STATED EXERCISE: The records that follow are to be repeated without alteration.
____
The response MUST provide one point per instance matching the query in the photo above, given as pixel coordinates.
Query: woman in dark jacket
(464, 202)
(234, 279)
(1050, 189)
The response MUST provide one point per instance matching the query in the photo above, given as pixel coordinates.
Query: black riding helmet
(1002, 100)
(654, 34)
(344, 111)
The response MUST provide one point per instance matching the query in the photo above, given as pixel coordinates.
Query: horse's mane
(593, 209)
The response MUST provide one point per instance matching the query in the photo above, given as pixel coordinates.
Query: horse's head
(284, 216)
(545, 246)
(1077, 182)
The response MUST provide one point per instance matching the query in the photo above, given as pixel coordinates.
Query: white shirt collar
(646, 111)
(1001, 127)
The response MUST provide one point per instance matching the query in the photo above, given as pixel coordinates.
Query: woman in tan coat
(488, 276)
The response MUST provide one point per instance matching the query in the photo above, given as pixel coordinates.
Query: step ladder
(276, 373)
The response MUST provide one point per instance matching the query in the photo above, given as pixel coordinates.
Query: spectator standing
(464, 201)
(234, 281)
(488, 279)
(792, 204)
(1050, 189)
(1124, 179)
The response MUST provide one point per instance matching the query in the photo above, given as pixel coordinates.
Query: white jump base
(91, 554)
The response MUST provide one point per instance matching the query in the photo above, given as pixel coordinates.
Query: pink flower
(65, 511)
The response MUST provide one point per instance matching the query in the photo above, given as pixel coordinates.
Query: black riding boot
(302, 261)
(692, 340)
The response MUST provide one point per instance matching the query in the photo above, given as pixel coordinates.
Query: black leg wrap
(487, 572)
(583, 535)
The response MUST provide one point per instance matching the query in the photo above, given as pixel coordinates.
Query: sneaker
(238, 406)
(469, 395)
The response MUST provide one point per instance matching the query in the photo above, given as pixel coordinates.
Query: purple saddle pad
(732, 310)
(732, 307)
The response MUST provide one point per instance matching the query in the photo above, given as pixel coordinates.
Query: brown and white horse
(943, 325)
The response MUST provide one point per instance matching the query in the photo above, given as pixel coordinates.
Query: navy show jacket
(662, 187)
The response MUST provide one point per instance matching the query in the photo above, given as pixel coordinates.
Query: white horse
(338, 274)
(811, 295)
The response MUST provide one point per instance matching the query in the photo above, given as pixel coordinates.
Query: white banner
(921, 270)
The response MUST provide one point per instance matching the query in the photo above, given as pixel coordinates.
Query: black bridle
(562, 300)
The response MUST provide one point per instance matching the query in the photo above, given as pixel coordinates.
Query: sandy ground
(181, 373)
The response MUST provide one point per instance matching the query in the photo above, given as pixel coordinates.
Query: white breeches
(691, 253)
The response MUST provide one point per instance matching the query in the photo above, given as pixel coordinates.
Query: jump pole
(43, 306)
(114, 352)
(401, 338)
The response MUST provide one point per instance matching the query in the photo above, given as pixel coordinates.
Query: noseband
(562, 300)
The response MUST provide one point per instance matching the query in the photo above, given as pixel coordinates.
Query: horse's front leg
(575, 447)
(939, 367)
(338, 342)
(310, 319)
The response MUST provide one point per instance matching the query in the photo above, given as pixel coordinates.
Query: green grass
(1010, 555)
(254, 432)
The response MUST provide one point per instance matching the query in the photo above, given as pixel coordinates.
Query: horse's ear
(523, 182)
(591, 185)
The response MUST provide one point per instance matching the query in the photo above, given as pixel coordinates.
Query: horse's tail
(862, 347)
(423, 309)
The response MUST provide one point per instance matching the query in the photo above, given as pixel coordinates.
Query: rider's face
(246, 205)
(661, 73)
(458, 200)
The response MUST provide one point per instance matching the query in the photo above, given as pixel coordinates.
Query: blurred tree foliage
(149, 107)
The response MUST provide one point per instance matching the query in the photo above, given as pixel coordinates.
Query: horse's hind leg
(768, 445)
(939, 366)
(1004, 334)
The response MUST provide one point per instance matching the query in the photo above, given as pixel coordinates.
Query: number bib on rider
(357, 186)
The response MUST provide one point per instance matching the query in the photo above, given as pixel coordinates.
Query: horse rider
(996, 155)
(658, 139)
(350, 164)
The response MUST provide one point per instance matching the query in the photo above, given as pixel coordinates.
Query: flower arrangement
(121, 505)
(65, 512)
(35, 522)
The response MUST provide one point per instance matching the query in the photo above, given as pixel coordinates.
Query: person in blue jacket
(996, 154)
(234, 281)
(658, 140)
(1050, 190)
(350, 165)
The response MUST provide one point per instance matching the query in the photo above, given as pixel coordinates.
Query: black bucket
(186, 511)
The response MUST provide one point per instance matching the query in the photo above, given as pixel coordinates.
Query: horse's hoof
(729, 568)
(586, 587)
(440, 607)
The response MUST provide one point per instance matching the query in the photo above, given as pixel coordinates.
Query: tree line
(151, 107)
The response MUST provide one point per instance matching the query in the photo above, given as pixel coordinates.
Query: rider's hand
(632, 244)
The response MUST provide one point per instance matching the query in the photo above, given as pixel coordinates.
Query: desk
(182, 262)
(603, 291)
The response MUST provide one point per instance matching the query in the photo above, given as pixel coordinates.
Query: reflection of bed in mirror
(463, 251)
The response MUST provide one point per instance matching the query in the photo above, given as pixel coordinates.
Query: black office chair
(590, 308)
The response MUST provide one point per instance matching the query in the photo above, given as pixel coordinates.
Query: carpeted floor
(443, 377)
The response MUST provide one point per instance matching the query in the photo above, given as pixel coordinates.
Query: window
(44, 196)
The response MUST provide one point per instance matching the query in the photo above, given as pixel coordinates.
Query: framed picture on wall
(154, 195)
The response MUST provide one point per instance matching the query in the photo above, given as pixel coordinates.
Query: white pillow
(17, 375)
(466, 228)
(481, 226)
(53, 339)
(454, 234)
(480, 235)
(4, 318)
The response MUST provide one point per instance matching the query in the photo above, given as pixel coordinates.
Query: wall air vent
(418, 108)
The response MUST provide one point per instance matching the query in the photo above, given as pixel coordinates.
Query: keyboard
____
IN RESPONSE:
The response MUST provide one point per instance matching the query in the photo above, given as pixel coordinates.
Query: woman in dark jacket
(464, 202)
(234, 279)
(1050, 189)
The response MUST provide one point per instance matching the query in the photo above, given as pixel coordinates.
Query: black riding helmet
(1002, 100)
(654, 34)
(344, 111)
The response MUST provide one point per instance matching the query in the photo above, given as pixel coordinates.
Query: horse's mane
(593, 209)
The response MUST provide one point per instance matching the query in the photo above, given as pixel coordinates.
Query: horse's head
(284, 216)
(545, 246)
(1077, 182)
The response MUST provide one point per instance matching the query in the photo above, given as pixel coordinates.
Query: white shirt collar
(646, 111)
(1001, 127)
The response MUST provide one point per instance matching the query in the photo above, given as pixel coordinates.
Query: woman in tan coat
(488, 276)
The response MUST provide one point per instance matching the query in the photo above, given as pixel coordinates.
Query: step ladder
(276, 373)
The response MUST provide one point per instance matching the query in the photo above, given as pixel coordinates.
Query: spectator standing
(464, 201)
(234, 281)
(488, 279)
(792, 204)
(1050, 189)
(1124, 179)
The response MUST provide one point per instance matching the query in the photo above, given as pixel coordinates.
Query: white jump base
(91, 554)
The response MUST provide one point per instance matching the query in the photo above, given as pixel coordinates.
Query: pink flower
(65, 511)
The response MUST provide one point per instance matching the query in the photo above, given as pixel coordinates.
Query: black riding boot
(302, 261)
(692, 340)
The response MUST provide one point per instance matching the query in the photo above, given as pixel coordinates.
Query: black leg wrap
(487, 572)
(583, 535)
The response MUST provide one point per instance matching the query in the photo above, given as pixel coordinates.
Query: sneaker
(238, 406)
(469, 395)
The response MUST provide one point per instance matching the query in the photo above, given as pixel coordinates.
Query: purple saddle pad
(732, 310)
(732, 307)
The response MUST provide one point per instance matching the query in the photo above, given as pixel coordinates.
Query: brown and white horse
(943, 325)
The response MUST provide one point per instance matching the query in the photo above, given as pixel coordinates.
Query: navy show jacket
(662, 187)
The response MUST provide one point per instance matching the query in the photo above, given as pixel coordinates.
Query: white horse
(338, 274)
(811, 295)
The response MUST provide one point per instance matching the query in the photo above, given as pixel coordinates.
Query: white banner
(921, 270)
The response MUST provide one point per instance matching the query in the photo above, given as pixel coordinates.
Query: black bridle
(562, 300)
The response MUST provide one point per instance matching the query in the photo above, given as pixel coordinates.
Query: sandy ground
(181, 373)
The response MUST provide one point per instance matching the query in the photo above, given as pixel coordinates.
Query: white breeches
(691, 253)
The response MUST provide one point per instance matching the query in the photo above, given as pixel coordinates.
Query: jump pole
(43, 306)
(114, 352)
(401, 338)
The response MUST provide one point per instance matching the query in the photo above, given as pixel coordinates.
Query: noseband
(562, 300)
The response MUST provide one point per instance matching the query in the photo above, given as pixel coordinates.
Query: horse's front leg
(575, 447)
(939, 367)
(338, 342)
(310, 319)
The response MUST provide one point per instance matching the query in the photo above, given as pixel coordinates.
Query: green grass
(1010, 555)
(254, 432)
The response MUST provide one point per instance matching the query in the photo above, given as pixel coordinates.
Query: horse's ear
(523, 182)
(591, 185)
The response MUST provide one point per instance matching the query in the photo above, given as pixel coordinates.
Query: horse's tail
(862, 347)
(423, 309)
The response MUST provide one point per instance matching the query in the photo above, given as pixel coordinates.
Query: rider's face
(246, 205)
(661, 73)
(458, 200)
The response MUST provide one point per instance matching the query in the photo above, given as pixel coordinates.
Query: blurred tree foliage
(149, 107)
The response MUST provide one point per instance matching the query in the photo above, given as pixel coordinates.
Query: horse's hind leg
(768, 445)
(939, 366)
(1004, 334)
The response MUST provide one point per instance matching the query in the photo above, given as pixel coordinates.
Query: number bib on rider
(357, 186)
The response MUST provide one point per instance matching the query in the photo above, given as pixel coordinates.
Query: horse rider
(996, 155)
(658, 139)
(350, 164)
The response MUST provide one point per instance matching the query in the photo above, given as pixel coordinates.
Query: flower arrangement
(121, 505)
(65, 512)
(35, 522)
The response MUST provide one point per instance matching the query in the photo above, given as pixel coordinates.
Query: person in blue jacket
(996, 154)
(234, 281)
(658, 140)
(1050, 190)
(350, 165)
The response MUST provide one point per instance matching the query in the photo above, given as pixel coordinates.
Query: black bucket
(186, 511)
The response MUST provide one point per instance matching the query in the photo above, given as pixel coordinates.
Query: horse's hoof
(729, 568)
(586, 587)
(440, 607)
The response MUST provide one point per instance matching the query in the photo above, given as pixel coordinates.
Query: tree line
(151, 107)
The response MUST provide one point per instance matching the query in the photo above, given as pixel coordinates.
Query: rider's hand
(632, 244)
The response MUST provide one point per instance matching the query in the photo above, given as pixel coordinates.
Query: desk
(182, 262)
(603, 291)
The response MUST provide one point per instance matching the query in the photo above, given as pixel coordinates.
Query: reflection of bed in mirror
(463, 251)
The response MUST provide one point per instance matching the query in the photo above, given as pixel coordinates.
Query: black office chair
(590, 308)
The response MUST provide one point per instance matching the query in the photo above, given as pixel coordinates.
Query: carpeted floor
(443, 377)
The response MUST provide one point per instance matching the query in the photo above, given as pixel coordinates.
Query: window
(44, 196)
The response MUST provide one point per instance matching the query in the photo above, given as pixel coordinates.
Query: framed picture on wall
(154, 195)
The response MUST provide one point per instance matching the query in the photo above, given as pixel coordinates.
Query: white pillow
(17, 375)
(466, 228)
(481, 226)
(53, 339)
(454, 234)
(480, 235)
(4, 318)
The response MUST provide one point per instance matching the query in the photo above, given as pixel coordinates.
Query: wall air vent
(418, 108)
The response MUST provide one point per instance matching the query in the photo above, given as pixel coordinates.
Query: keyboard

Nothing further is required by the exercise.